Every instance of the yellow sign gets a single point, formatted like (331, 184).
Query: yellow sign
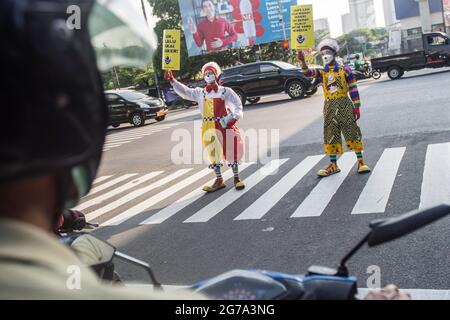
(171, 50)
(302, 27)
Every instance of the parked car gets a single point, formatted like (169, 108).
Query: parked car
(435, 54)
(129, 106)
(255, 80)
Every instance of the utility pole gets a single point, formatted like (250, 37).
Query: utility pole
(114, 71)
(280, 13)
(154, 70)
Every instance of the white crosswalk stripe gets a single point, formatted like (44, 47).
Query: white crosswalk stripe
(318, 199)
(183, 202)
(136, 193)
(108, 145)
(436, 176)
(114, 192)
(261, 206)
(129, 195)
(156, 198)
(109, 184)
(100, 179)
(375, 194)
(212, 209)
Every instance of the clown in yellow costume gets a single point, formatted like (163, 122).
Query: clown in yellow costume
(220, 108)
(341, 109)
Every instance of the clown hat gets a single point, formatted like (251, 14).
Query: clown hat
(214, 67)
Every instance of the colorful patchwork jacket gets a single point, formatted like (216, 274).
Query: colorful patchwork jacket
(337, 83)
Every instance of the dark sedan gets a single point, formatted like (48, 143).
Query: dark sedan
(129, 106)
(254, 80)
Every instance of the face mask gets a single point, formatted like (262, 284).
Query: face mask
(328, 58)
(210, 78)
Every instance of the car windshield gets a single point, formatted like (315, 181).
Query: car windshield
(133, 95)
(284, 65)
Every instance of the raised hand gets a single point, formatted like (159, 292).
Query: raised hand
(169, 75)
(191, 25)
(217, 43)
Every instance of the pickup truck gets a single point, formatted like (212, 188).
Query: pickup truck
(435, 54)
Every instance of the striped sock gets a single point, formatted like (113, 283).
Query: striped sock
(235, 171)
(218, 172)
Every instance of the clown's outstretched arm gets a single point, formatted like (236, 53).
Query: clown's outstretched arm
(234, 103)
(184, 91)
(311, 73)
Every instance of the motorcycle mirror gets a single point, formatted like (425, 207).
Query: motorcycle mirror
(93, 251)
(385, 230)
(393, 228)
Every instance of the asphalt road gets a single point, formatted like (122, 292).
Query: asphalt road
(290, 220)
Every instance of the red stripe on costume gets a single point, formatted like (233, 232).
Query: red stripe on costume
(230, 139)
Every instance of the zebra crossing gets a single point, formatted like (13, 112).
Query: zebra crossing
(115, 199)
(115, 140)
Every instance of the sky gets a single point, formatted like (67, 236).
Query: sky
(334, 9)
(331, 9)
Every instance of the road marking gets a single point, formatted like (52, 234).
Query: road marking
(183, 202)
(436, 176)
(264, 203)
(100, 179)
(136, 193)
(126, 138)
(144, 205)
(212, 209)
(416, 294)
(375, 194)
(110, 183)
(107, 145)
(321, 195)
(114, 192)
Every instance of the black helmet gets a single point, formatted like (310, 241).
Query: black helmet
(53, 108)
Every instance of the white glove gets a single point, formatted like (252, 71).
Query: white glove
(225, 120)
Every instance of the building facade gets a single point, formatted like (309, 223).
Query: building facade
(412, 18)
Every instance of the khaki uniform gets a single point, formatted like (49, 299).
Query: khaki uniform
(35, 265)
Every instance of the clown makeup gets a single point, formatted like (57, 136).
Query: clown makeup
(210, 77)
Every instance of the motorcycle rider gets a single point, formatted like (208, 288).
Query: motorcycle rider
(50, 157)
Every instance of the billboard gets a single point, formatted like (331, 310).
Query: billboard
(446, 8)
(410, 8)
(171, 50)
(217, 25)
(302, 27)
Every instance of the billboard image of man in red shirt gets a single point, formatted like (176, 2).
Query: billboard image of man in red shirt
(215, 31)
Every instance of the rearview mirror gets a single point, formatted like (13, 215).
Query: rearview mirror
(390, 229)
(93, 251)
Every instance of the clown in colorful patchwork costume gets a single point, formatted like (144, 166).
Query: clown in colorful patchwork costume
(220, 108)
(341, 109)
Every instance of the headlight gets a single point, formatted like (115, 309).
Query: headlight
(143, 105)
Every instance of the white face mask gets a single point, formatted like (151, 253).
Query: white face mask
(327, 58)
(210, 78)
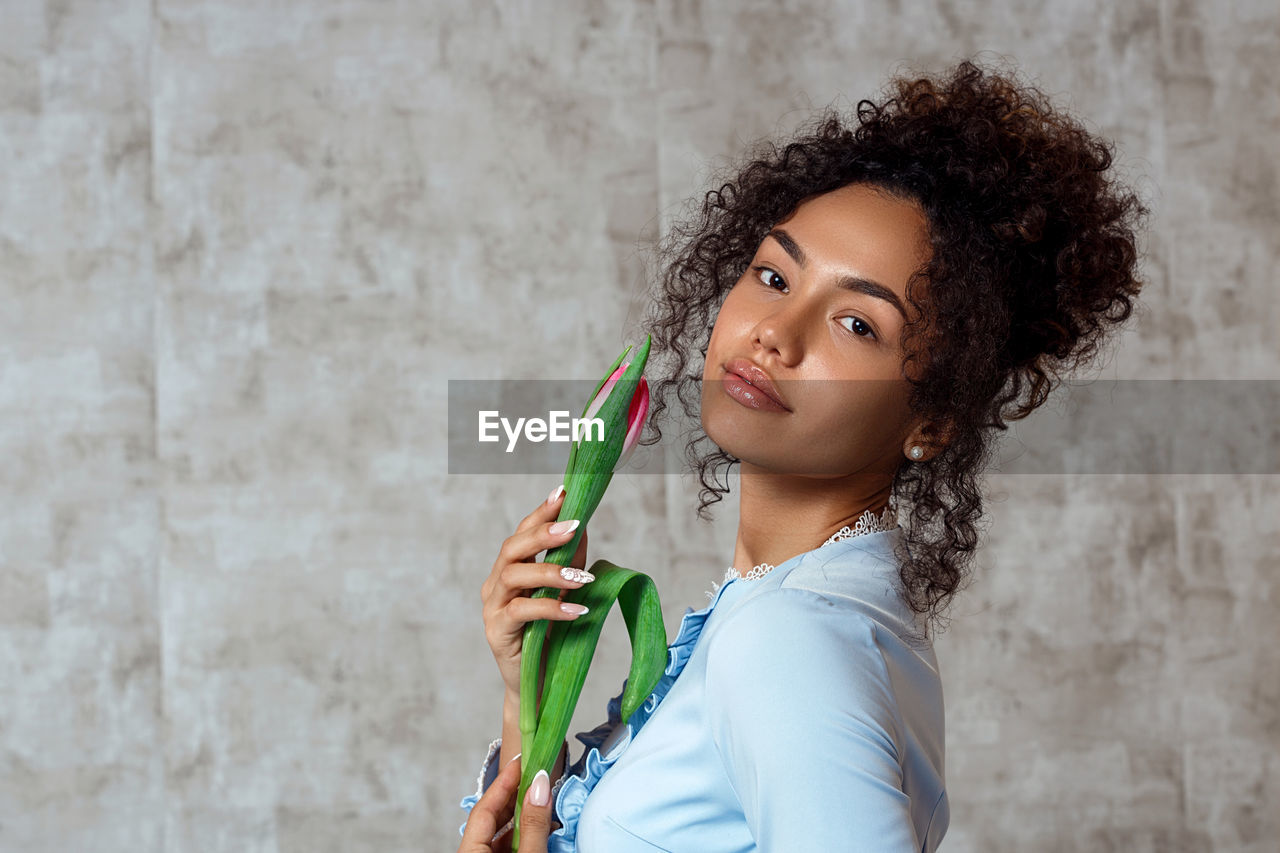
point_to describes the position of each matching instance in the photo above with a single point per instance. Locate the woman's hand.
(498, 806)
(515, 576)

------------------------------------------------

● Problem to work on: Rewrite the records from the line that contains "Every instance of the white face" through the end of the records, including the requests, and offset every coordinate in the answers by adding 70 to each number while leaving the numbers in the requests and their format samples unchanged. Leave the pictures out of your answer.

● Result:
Every instance of the white face mask gets a single point, formatted like (151, 253).
Query: white face mask
(397, 128)
(280, 148)
point_to describes the position of each matching instance in the photo above with a single point per instance. Locate the woman's hand.
(568, 876)
(585, 646)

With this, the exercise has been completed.